Referring expression pointing data:
•••
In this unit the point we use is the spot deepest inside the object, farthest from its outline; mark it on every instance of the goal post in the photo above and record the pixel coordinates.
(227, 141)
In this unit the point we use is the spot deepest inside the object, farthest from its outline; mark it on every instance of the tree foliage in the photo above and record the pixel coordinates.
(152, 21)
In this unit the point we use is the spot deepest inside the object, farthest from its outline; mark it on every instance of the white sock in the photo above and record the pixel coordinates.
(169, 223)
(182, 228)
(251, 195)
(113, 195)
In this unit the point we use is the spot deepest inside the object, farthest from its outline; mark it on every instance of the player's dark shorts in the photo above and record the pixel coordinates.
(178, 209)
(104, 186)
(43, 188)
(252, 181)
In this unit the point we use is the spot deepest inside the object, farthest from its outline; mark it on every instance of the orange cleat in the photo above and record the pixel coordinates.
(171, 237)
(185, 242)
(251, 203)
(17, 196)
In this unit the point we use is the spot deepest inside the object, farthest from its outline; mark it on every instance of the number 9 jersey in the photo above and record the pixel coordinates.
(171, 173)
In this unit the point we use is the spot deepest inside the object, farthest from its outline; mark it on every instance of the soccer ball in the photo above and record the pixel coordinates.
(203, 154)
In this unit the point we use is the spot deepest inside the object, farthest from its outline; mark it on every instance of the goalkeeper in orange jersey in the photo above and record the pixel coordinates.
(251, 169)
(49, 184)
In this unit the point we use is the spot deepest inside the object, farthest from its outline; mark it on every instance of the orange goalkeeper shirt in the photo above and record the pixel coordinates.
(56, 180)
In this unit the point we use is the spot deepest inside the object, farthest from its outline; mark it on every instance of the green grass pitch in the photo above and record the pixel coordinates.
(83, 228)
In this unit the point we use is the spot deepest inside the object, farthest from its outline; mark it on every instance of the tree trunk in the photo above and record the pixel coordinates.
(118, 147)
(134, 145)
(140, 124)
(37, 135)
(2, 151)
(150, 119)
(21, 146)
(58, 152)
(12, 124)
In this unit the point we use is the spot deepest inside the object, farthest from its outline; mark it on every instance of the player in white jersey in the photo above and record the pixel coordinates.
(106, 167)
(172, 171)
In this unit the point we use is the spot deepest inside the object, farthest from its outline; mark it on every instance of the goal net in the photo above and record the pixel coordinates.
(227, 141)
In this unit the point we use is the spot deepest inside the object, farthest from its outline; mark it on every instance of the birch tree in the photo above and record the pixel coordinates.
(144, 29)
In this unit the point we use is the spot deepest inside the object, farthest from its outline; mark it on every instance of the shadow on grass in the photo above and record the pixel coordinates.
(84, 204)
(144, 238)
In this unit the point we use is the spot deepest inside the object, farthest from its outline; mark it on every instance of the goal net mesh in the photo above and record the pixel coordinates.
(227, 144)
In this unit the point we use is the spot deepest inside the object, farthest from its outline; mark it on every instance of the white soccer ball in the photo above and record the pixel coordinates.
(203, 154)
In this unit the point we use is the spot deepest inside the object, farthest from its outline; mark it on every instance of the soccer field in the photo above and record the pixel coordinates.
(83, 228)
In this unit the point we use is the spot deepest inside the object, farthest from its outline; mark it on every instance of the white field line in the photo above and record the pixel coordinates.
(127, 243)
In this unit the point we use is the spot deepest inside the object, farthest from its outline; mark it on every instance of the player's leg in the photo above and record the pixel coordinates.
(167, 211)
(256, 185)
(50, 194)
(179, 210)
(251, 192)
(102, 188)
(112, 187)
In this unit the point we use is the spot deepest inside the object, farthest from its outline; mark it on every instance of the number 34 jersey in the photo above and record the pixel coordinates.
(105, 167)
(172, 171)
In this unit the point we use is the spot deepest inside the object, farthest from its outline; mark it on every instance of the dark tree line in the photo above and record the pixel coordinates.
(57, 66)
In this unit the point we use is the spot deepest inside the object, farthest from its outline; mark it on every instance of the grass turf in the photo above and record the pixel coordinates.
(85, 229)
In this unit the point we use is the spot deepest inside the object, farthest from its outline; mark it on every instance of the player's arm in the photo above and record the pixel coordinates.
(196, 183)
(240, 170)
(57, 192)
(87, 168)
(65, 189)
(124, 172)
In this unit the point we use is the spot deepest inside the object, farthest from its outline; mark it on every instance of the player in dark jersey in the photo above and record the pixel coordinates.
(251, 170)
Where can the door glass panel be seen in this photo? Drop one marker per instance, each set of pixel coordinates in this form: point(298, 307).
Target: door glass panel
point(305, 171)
•••
__About this task__: Write out every entry again exactly, please, with nothing missing.

__Answer section__:
In this unit the point we use is the spot deepest inside the object, farthest from its outline; mark it on every instance of the goal post in the photo above and record the pixel coordinates.
(227, 141)
In this unit the point we use is the spot deepest inside the object, farthest from its outline; mark it on every instance of the tree foliage in the photo above and record the pixel coordinates.
(152, 21)
In this unit the point we use is the spot deepest inside the object, farthest from its outline; mark it on every instance of the white sock in the photo above and record the pixel coordinates.
(169, 223)
(182, 228)
(251, 195)
(113, 195)
In this unit the point we use is the spot deepest inside the object, farthest from its outline; mark it on every instance of the player's dark shorts in the photo above and record the pixel coordinates.
(178, 209)
(104, 186)
(43, 188)
(252, 181)
In this unit the point we use is the spot deepest inside the object, farthest from its outline; mark it on every instance of the orange cleat in the photo above and record the pixel coordinates.
(171, 237)
(185, 242)
(251, 203)
(17, 196)
In this unit the point we use is the spot deepest inside the object, farthest from its outline; mark it on every instance of the number 9 jersey in the photo above and record the pixel coordinates.
(171, 173)
In this unit the point we use is the spot deepest inside the object, farthest from its outline; mark it on every instance of the soccer ball in the photo above and record the pixel coordinates.
(203, 154)
In this unit the point we use is the spot deepest inside the object, farthest from its outline; mark it on every instance of the goalkeeper in orange jersey in the photo above and record the pixel coordinates.
(251, 169)
(49, 184)
In this unit the point we use is the spot deepest inside the object, farthest from its outline; mark it on every instance of the orange goalkeeper shirt in the photo above and record the pixel coordinates.
(56, 180)
In this unit the point we use is the spot deepest inside the object, farthest from its outline; mark it on every instance of the green grass pitch in the photo above and record the pixel coordinates.
(83, 228)
In this unit the point we use is the spot deepest inside the object, farthest from its outline; mark it on every instance of the tree trunk in the photo above and record the pixel coordinates.
(118, 147)
(134, 145)
(140, 124)
(37, 135)
(2, 151)
(150, 119)
(21, 146)
(58, 152)
(12, 124)
In this unit the point we use is the spot deepest inside the object, farthest from its outline; mark it on every instance of the player in white jersey in the photo above and record the pixel coordinates.
(106, 167)
(172, 171)
In this unit the point we use is the spot deepest inside the object, farthest from its outline; mark it on every instance of the goal net in the photo above and record the pixel coordinates.
(227, 141)
In this unit the point we use is the spot deepest inside the object, farthest from its outline; mark it on every instance of the birch tree in the photo above and record the pixel coordinates.
(144, 29)
In this unit the point we use is the spot deepest inside the object, farthest from its outline; mark it on every instance of the shadow on grass in the photo above and record the pixel coordinates.
(84, 204)
(144, 238)
In this unit the point we use is the spot deepest inside the object, farthest from its outline; mark it on every instance of the goal net mesh in the photo above and record the pixel coordinates.
(227, 144)
In this unit the point we use is the spot deepest inside the object, farthest from its outline; mark it on every instance of the white soccer ball in the photo above and record the pixel coordinates.
(203, 154)
In this unit the point we use is the spot deepest inside the object, farthest from its outline; mark it on every instance of the soccer field in the photo above and record the pixel coordinates.
(83, 228)
In this unit the point we use is the spot deepest inside the object, farthest from its outline; mark it on every instance of the white field line in the photo above and record the pixel coordinates.
(127, 243)
In this unit the point we use is the spot deepest inside the object, farthest from its outline; mark it on every instance of the player's leg in the photo above and record the pixel coordinates.
(167, 211)
(256, 185)
(50, 194)
(179, 210)
(251, 192)
(102, 188)
(112, 187)
In this unit the point we use is the spot deepest inside the object, farthest from its outline; mark it on every instance of the number 34 jersey in the photo above and record the pixel coordinates.
(105, 167)
(172, 171)
In this unit the point we use is the spot deepest inside the object, farthest from its outline; mark it on every instance of the dark tree line in the photo above and record the pixel coordinates.
(57, 66)
In this unit the point we use is the spot deepest inside the object, farthest from its outline; mark it on every instance of the grass turf in the photo above and record the pixel coordinates.
(85, 229)
In this unit the point we use is the spot deepest inside the object, farthest from its outline; mark it on every instance of the player's arm in the photo above and record the pixel coordinates.
(196, 183)
(240, 170)
(57, 192)
(87, 168)
(65, 189)
(124, 172)
In this unit the point we use is the spot deepest inside the object, farthest from its outline; mark it on every instance of the player in dark jersey in the photo above and record the pixel coordinates.
(251, 170)
Where can the door glass panel be seen in this photo? Drop one marker per instance, each set of pixel coordinates in this form: point(298, 307).
Target: door glass panel
point(305, 171)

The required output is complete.